§ INFORMATION SUPPLIED
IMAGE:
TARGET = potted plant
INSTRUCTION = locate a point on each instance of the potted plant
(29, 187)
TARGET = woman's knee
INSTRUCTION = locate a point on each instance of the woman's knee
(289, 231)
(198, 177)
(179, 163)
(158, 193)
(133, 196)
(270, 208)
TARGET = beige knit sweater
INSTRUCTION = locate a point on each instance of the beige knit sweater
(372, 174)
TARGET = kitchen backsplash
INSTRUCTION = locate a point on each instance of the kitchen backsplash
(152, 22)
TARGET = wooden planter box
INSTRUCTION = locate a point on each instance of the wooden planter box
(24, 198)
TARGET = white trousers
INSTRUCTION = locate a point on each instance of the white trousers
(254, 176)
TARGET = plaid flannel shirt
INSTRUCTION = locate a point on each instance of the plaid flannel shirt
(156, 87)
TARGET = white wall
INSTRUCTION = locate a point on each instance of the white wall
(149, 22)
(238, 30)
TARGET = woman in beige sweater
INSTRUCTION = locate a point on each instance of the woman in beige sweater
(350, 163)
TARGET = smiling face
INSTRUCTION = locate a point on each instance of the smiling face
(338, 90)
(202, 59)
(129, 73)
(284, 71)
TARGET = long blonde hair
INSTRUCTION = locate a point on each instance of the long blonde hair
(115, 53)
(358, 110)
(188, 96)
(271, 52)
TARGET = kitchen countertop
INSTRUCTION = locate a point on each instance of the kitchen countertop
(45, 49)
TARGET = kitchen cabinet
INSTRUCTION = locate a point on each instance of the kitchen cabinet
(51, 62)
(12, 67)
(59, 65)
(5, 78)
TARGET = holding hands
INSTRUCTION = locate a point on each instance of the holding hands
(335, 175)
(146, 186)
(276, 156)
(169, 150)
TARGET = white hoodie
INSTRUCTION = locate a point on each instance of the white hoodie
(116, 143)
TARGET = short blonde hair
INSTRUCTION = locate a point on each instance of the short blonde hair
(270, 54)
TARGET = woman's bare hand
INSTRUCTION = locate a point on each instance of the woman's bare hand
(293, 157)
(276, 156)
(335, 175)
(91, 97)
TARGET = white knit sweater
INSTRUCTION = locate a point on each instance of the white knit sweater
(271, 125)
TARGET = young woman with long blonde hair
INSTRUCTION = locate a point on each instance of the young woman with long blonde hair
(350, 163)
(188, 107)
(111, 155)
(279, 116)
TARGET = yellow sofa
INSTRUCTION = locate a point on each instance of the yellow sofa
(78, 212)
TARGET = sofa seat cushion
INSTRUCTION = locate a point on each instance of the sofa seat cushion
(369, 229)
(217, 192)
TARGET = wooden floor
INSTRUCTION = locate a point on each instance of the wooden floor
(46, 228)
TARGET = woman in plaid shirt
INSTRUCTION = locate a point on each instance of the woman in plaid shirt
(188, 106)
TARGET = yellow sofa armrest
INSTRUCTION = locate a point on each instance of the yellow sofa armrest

§ STATED PROBLEM
Reproduce word for word the part of the items above that opens with the line containing "TARGET = yellow sofa armrest" and runs through the end of the items.

§ ANSWER FOR THIS EXERCISE
TARGET = yellow sofa armrest
INSTRUCTION = locate a point on each instance of the yellow sofa armrest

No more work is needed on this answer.